◆ Assigned task:
Please rewrite the paragraph beginning "Salenger — a 47-year-old" in the text about Patton Oswalt and Meredith Salenger below as a short bulleted list that keeps its main facts.

◆ Reading text:
+ + +

In June, Oswalt stepped out for the premiere of Baby Driver with a very special guest by his side: his girlfriend Salenger. The couple held hands while posing for the cameras.

Patton Oswalt and Meredith Salenger at the <em>Baby Driver</em> premiere
Patton Oswalt and Meredith Salenger at the Baby Driver premiere

Salenger — a 47-year-old Harvard-educated actress with credits in TV and films including Lake Placid and Hollywood Heights, plus voiceover work for cartoons like Star Wars: The Clone Wars — also tweeted an adorable selfie with Oswalt in the theater.

At the time, a source close to the couple told PEOPLE the relationship was “new” and the two were “very happy.”

“They met through mutual friend Martha Plimpton,” said the insider. “They started chatting as friends and it blossomed from there.”

A month later, PEOPLE exclusively confirmed that Oswalt and Salenger were engaged.

“It’s official. I’m the luckiest happiest girl in the universe!!!!” she gushed on Instagram. “I love you @pattonoswalt I love you Alice Oswalt! #YesYesYes.”

“I put the ring in a marzipan [Star Wars] Slave I replica and said, ‘Will you be my Padawan of Love?’ ” Oswalt quipped of the proposal on Twitter. “She maced me but said yes later.”

Hitting back at critics

After facing harsh blowback on social media for getting engaged 15 months after McNamara’s death, Oswalt and Salenger defended their decision on social media.

On Facebook, Oswalt referred to his critics as “bitter grub worms,” thanking blogger Erica Roman for writing an article in their defense.

“This is so amazing. And SO well-written,” he wrote. “I expected some bitter grub worms to weigh in (anonymously, always always always) with their much-needed opinions when I announced my engagement last week. And I decided to ignore them. But yeah, I felt this rage. And Erica articulated it better than I could have ever hoped. So there you go. Thank you, Erica.”

+ + +

◆ Supplied entries:
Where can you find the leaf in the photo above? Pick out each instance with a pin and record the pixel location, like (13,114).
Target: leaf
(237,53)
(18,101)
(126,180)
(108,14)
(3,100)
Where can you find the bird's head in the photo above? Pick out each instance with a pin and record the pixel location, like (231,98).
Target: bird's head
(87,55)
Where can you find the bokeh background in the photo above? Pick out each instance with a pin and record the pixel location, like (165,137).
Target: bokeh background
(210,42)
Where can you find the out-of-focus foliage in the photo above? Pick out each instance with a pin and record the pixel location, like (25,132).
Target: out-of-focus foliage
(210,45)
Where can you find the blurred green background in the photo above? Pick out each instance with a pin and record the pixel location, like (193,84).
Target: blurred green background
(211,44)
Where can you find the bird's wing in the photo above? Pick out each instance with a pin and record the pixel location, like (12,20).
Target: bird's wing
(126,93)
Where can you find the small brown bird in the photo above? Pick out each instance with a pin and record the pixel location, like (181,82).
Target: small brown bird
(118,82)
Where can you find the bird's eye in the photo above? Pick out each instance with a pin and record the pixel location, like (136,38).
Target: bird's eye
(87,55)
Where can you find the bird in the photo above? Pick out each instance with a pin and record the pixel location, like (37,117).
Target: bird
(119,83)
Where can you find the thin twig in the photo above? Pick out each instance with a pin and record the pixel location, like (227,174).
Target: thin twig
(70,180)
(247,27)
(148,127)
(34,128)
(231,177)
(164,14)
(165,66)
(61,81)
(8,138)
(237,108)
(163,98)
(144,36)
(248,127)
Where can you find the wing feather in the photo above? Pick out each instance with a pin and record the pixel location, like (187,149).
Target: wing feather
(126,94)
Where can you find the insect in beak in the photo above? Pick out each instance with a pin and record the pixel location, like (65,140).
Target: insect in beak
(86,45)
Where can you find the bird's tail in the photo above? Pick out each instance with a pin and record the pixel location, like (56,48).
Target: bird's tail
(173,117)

+ + +

◆ Result below:
- Salenger is a 47-year-old, Harvard-educated actress.
- Her TV and film credits include Lake Placid and Hollywood Heights.
- She has done voiceover work for cartoons such as Star Wars: The Clone Wars.
- She tweeted a selfie with Oswalt in the theater.